[EXTRAIT À LIRE]
Au delà de la FA proprement dite, les problèmes organisationnels de la mouvance anarchiste contemporaine furent traversés par le binôme plateforme/synthèse. Ce débat, inscrit dans la bolchevisation de la Russie, fut la marque d'une crise d'identité de l'anarchisme social face à lui-même et au "marxisme-léninisme". Dans ces discussions théoriques, confuses et agitées par l'intransigeance des protagonistes, les plate-formistes, pour qui la véritable tendance anarchiste est le seul communisme-libertaire, s'opposèrent aux partisans de la synthèse. Il y a, cependant, deux types de synthèse.

[TRAVAIL DEMANDÉ]
A. Répondez brièvement, à partir de l'extrait :
(i) Par quel binôme les problèmes organisationnels de la mouvance anarchiste contemporaine furent-ils traversés ?
(ii) Pour les plate-formistes, quelle est la véritable tendance anarchiste ?
(iii) Combien de types de synthèse existe-t-il ?
B. Recopiez, s'il vous plaît, le passage de l'extrait allant de « Au delà de la » à « types de synthèse. », en substituant « crise de confiance » à « crise d'identité ».
Seul l'extrait doit servir de référence.

[DONNÉES]
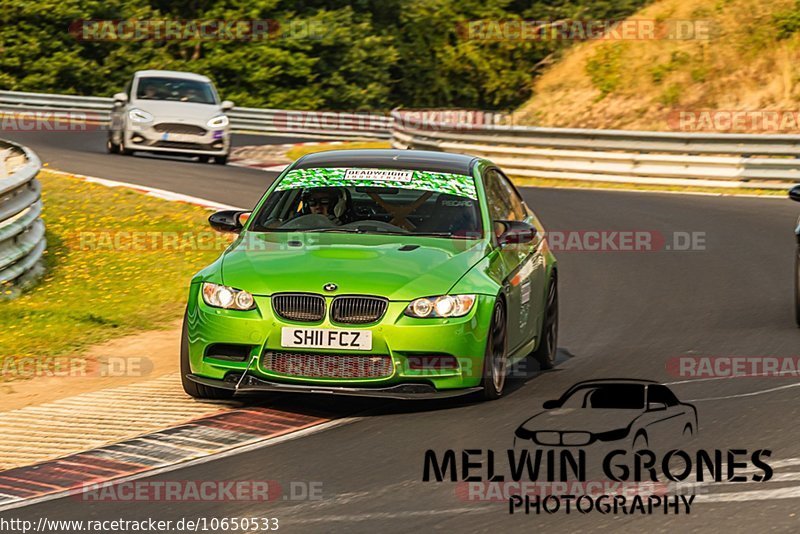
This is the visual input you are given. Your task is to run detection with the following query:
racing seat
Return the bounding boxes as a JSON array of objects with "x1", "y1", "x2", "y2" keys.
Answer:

[RÉSULTATS ATTENDUS]
A.
(i) Le binôme plateforme/synthèse.
(ii) Le seul communisme-libertaire.
(iii) Deux.

B.
Au delà de la FA proprement dite, les problèmes organisationnels de la mouvance anarchiste contemporaine furent traversés par le binôme plateforme/synthèse. Ce débat, inscrit dans la bolchevisation de la Russie, fut la marque d'une crise de confiance de l'anarchisme social face à lui-même et au "marxisme-léninisme". Dans ces discussions théoriques, confuses et agitées par l'intransigeance des protagonistes, les plate-formistes, pour qui la véritable tendance anarchiste est le seul communisme-libertaire, s'opposèrent aux partisans de la synthèse. Il y a, cependant, deux types de synthèse.